▶ [What to produce]: Reproduce every one of the rows below verbatim, omitting the pictures.

▶ [Data shown]:
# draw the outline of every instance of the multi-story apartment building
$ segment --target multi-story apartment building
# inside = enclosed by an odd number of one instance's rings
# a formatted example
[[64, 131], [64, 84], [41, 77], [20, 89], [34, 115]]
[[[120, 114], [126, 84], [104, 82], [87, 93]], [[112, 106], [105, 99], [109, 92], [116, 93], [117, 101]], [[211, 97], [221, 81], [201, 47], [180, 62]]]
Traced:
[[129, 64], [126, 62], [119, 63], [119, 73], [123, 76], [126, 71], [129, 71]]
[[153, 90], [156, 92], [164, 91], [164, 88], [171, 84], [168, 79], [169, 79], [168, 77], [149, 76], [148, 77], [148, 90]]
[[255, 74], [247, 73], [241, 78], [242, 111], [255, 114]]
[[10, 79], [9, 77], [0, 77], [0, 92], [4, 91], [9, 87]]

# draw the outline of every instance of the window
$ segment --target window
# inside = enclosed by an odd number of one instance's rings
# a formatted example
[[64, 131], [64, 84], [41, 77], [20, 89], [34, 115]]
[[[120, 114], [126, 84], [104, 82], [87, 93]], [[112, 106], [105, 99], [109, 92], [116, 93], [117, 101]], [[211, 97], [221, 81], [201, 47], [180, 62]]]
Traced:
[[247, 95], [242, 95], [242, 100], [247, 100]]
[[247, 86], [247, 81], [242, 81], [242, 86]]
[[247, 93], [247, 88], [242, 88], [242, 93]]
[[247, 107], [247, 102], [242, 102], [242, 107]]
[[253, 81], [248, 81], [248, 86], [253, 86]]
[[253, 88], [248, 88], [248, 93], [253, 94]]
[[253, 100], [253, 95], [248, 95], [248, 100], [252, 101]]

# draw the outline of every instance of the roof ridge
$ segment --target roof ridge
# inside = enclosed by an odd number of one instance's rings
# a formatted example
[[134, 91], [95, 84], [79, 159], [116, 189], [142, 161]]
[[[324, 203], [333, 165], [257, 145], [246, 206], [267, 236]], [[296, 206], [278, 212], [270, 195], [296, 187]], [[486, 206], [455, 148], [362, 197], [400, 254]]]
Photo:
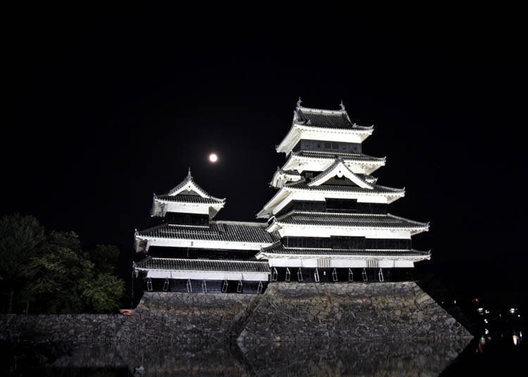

▶ [Written answer]:
# draw the outline of every instance of the multi-story apartment building
$ segment --target multi-story apartment building
# inside = enclosed by an odd number of one instance's rings
# a formatted example
[[64, 131], [64, 84], [41, 77], [20, 89], [34, 115]]
[[[120, 114], [126, 84], [104, 82], [87, 93]], [[112, 106], [105, 99], [109, 92], [116, 93], [117, 101]], [[211, 97], [221, 81], [201, 47], [180, 62]]]
Traced:
[[129, 64], [126, 62], [119, 63], [119, 73], [123, 76], [126, 71], [129, 71]]
[[153, 90], [156, 92], [164, 91], [164, 88], [171, 84], [168, 79], [169, 79], [168, 77], [149, 76], [148, 77], [148, 90]]
[[255, 74], [247, 73], [241, 78], [242, 111], [255, 114]]
[[10, 79], [9, 77], [0, 77], [0, 92], [4, 91], [9, 87]]

# draw the outline of every instance of the window
$ segment --target window
# inside = enclosed by an odd number of one instance's rings
# a formatted example
[[64, 131], [64, 84], [41, 77], [20, 89], [34, 115]]
[[[120, 114], [126, 84], [104, 82], [87, 93]], [[112, 106], [105, 99], [109, 92], [116, 93], [117, 101]], [[211, 97], [221, 81], [201, 47], [180, 62]]]
Traced:
[[247, 95], [242, 95], [242, 100], [247, 100]]
[[247, 86], [247, 81], [242, 81], [242, 86]]
[[247, 93], [247, 88], [242, 88], [242, 93]]
[[247, 107], [247, 102], [242, 102], [242, 107]]
[[253, 81], [248, 81], [248, 86], [253, 86]]
[[253, 88], [248, 88], [248, 93], [253, 94]]
[[253, 100], [253, 95], [248, 95], [248, 100], [252, 101]]

# draw the outline of every instance of the roof ridge
$ segment --target roof ridge
# inside = enclosed by an odd number of one instance's rings
# a formatted example
[[134, 91], [95, 84], [79, 159], [116, 189], [142, 161]]
[[[324, 203], [333, 165], [257, 145], [246, 206], [267, 236]], [[296, 206], [278, 212], [270, 195], [296, 187]], [[486, 206], [455, 148], [362, 197], [400, 254]]]
Photo:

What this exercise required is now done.